● Task data:
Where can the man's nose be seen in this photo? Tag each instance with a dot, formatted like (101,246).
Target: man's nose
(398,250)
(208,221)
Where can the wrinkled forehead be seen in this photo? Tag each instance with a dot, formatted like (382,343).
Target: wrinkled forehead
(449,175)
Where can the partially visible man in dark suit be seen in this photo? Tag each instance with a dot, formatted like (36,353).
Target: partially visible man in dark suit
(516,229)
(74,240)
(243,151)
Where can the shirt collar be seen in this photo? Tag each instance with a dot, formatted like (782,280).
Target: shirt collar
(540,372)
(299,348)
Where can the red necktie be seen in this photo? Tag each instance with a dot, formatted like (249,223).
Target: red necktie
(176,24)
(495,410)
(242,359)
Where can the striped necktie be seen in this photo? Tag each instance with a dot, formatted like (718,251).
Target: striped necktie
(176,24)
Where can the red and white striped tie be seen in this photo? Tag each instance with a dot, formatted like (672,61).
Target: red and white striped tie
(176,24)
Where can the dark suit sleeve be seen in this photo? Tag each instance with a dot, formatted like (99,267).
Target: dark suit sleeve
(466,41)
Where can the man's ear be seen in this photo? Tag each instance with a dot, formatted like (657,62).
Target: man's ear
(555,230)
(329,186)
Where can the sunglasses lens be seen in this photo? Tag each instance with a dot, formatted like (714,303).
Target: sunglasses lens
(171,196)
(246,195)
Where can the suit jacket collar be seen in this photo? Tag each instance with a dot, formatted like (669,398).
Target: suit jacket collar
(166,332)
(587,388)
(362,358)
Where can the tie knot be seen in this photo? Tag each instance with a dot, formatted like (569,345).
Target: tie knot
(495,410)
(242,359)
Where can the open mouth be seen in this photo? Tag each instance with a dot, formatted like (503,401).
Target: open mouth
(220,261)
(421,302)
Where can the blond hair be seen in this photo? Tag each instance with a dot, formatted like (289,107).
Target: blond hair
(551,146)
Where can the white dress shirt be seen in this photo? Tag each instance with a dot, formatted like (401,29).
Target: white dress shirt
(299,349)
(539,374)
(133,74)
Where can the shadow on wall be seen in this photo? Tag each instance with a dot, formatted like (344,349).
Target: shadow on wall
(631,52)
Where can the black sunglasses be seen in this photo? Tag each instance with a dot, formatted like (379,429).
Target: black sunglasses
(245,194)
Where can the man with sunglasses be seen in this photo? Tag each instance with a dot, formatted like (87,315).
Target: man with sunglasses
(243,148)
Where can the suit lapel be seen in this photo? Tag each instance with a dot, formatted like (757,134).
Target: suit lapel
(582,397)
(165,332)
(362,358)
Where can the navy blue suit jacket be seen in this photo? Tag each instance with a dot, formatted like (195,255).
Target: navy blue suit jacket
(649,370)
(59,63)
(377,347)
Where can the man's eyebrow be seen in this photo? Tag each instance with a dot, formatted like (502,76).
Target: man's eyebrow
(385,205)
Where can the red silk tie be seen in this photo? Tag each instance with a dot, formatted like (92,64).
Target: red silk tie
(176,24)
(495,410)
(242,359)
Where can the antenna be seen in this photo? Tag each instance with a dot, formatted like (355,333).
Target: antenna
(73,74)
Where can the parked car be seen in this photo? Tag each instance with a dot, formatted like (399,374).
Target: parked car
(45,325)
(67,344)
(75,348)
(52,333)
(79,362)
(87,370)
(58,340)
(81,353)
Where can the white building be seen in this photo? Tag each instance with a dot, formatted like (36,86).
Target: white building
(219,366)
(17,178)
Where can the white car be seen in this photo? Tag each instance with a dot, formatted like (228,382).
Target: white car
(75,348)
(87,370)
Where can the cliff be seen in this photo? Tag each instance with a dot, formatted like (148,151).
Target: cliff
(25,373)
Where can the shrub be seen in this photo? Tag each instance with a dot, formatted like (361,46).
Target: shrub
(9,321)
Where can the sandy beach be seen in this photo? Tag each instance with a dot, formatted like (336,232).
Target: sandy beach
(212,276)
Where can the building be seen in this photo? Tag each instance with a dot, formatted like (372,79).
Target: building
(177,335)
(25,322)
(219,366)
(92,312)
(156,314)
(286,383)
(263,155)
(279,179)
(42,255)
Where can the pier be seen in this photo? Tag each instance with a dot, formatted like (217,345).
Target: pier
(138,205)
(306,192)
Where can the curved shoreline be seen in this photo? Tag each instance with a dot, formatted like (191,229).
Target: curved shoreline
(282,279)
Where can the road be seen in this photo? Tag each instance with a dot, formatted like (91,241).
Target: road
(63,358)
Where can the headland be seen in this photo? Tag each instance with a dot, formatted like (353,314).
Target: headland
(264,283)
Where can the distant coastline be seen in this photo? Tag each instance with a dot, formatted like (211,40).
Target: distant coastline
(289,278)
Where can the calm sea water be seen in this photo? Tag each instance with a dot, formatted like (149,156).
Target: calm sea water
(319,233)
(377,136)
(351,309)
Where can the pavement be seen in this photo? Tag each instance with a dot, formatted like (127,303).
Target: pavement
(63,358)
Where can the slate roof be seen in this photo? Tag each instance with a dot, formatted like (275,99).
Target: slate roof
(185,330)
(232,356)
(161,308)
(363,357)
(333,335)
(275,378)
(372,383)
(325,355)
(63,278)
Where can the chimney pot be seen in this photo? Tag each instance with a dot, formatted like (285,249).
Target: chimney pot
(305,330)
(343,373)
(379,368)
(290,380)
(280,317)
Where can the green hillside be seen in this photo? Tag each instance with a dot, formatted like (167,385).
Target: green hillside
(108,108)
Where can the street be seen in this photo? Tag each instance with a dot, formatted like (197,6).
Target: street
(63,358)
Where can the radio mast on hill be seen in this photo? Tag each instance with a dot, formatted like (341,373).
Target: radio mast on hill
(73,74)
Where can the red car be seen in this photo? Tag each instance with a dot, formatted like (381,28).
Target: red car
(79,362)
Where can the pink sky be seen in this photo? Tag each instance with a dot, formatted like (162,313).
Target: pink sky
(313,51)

● Exercise instructions:
The full listing needs to be output again, exactly as it reads.

● The answer:
Where can the man's nose be seen in this photo? Tag each instance with a dot, formatted like (101,246).
Target: man's nose
(398,250)
(208,221)
Where can the wrinkled forehead be seen in this photo? Tag each instance with a dot, formatted like (382,343).
Target: wrinkled forehead
(449,175)
Where can the partially visible man in dark suit be seen in this photo? Tag each instance with a dot, formatted like (36,353).
Target: partially visible man in dark suit
(516,229)
(74,240)
(243,151)
Where can the shirt collar be seen in this photo? Tag each instance with a dot, formatted like (782,280).
Target: shirt collar
(540,372)
(299,348)
Where can the red necktie be seen in this photo? Tag each instance with a dot, formatted like (249,223).
Target: red necktie
(176,24)
(495,410)
(242,359)
Where can the striped necktie be seen in this photo? Tag each instance with a dot, formatted like (718,251).
Target: striped necktie
(176,24)
Where can the red and white striped tie be seen in this photo? Tag each instance with a dot, formatted like (672,61).
Target: red and white striped tie
(176,24)
Where can the dark suit sleeve be seen in this photo? Tag each instance with a dot, formatted like (99,267).
Target: dark suit sleeve
(466,41)
Where can the man's ear be seen in this photo? Tag each instance with a dot, formatted like (657,62).
Target: man's ear
(555,230)
(329,186)
Where can the sunglasses lens be seen in this photo? Tag each instance with a dot, formatted like (714,303).
Target: sunglasses lens
(171,196)
(246,195)
Where can the suit jacket collar be seen in this photo? Tag each instance with a dot, formatted like (669,398).
Target: suit jacket collar
(166,332)
(587,388)
(362,358)
Where can the tie knot be seen in this photo? Tag each instance with a dot, formatted like (569,345).
Target: tie knot
(495,410)
(242,359)
Where can the open mouth be seen in this photo? Tag each instance with a dot, formatted like (503,401).
Target: open mouth
(220,261)
(421,302)
Where can the blond hair be seen in this photo? Tag each instance with a dot, formatted like (289,107).
Target: blond hair
(551,146)
Where can the white dress shirt be seen in this photo? Tag each instance with a dot, formatted like (401,29).
Target: white dress shirt
(299,349)
(539,374)
(133,74)
Where can the shadow on wall be seen in this photo? Tag each instance with a dot, formatted like (344,349).
Target: shadow on wall
(631,52)
Where can the black sunglasses be seen in this photo? Tag each instance with a dot, formatted like (379,429).
Target: black sunglasses
(245,194)
Where can the man with sunglasses be seen in this photo? Tag each instance with a dot, formatted like (87,315).
Target: man with sunglasses
(243,148)
Where can the suit lapel be seen in this photo? Tag each instance with a dot, formatted like (757,134).
Target: suit lapel
(582,397)
(165,332)
(362,358)
Where can the navy blue suit jacket be seen in this photo? Tag each instance with a dot, formatted like (195,255).
Target: navy blue suit jacket
(649,370)
(59,63)
(377,347)
Where can the man's eyebrow be seen in this photo? Tag each instance with a dot, formatted like (502,76).
Target: man's eyebrow
(385,205)
Where can the red silk tie be seen in this photo? Tag each instance with a dot, formatted like (92,64).
Target: red silk tie
(176,24)
(495,410)
(242,359)
Where can the antenna be seen in this photo? Tag each instance with a dot, formatted like (355,333).
Target: antenna
(73,74)
Where can the parked car be seen in this photo? Tag each instance with a dot, formatted like (399,374).
Target: parked car
(45,325)
(67,344)
(75,348)
(52,333)
(79,362)
(87,370)
(58,340)
(81,353)
Where can the white building be seen in this photo? Tag each instance with a dot, formatted like (36,86).
Target: white building
(219,366)
(17,178)
Where can the white car be seen in this photo? Tag each instance with a dot, formatted like (228,382).
Target: white car
(75,348)
(87,370)
Where can the cliff be seen in this photo? Tag each instance with a dot, formatted like (148,151).
Target: cliff
(25,373)
Where can the shrub be seen in this photo? Tag each instance with a dot, formatted like (361,46).
Target: shrub
(9,321)
Where can the sandy beach be seen in this photo? Tag each instance with a dot, formatted like (336,232).
Target: sandy beach
(212,276)
Where can the building be seen in this photo? Tag each instance with a dot, formatted like (372,79).
Target: building
(177,335)
(25,322)
(219,366)
(92,312)
(156,314)
(286,383)
(263,155)
(279,179)
(42,255)
Where can the pier be seen in this photo? Tag each instance with a dot, formatted like (217,345).
Target: pier
(138,205)
(306,192)
Where can the curved shoreline be seen in this photo? Tag each instance with a dot, formatted like (191,229).
Target: curved shoreline
(282,279)
Where can the road be seen in this photo? Tag each instance with a dot, formatted like (91,241).
Target: road
(63,358)
Where can the headland be seen in this photo? Tag each instance with a dot, formatted like (353,314).
Target: headland
(264,283)
Where can the distant coastline be seen in this photo? Tag each instance with a dot, formatted like (211,40).
Target: distant coastline
(289,278)
Where can the calm sea water be seen in this photo? Tag each instance with a dot, formatted like (149,156).
Target: calm sea water
(319,233)
(377,136)
(351,309)
Where can the pavement be seen in this photo? Tag each instance with a dot, formatted like (127,303).
Target: pavement
(63,358)
Where can the slate roof be seen in this photo? Tag each instance with a dot, formatted like (275,99).
Target: slate roof
(185,330)
(232,356)
(161,308)
(363,357)
(333,335)
(275,378)
(372,383)
(325,355)
(63,278)
Where can the chimney pot be seen in this photo? Tag each instance with a dot, formatted like (285,249).
Target: chimney pot
(305,330)
(343,373)
(379,368)
(290,380)
(280,317)
Where can the green hillside be seen in this photo? Tag each instance with a dot, formatted like (167,385).
Target: green hillside
(108,108)
Where can the street be seen in this photo? Tag each instance with a dot, formatted like (197,6).
Target: street
(63,358)
Where can the radio mast on hill be seen in this photo? Tag each instance with a dot, formatted like (341,373).
Target: radio mast on hill
(73,74)
Where can the red car be seen in this photo? Tag each instance with a dot, formatted like (381,28).
Target: red car
(79,362)
Where can the pink sky be seen in this photo? Tag each instance with a dot, formatted like (162,313).
Target: pink sky
(313,51)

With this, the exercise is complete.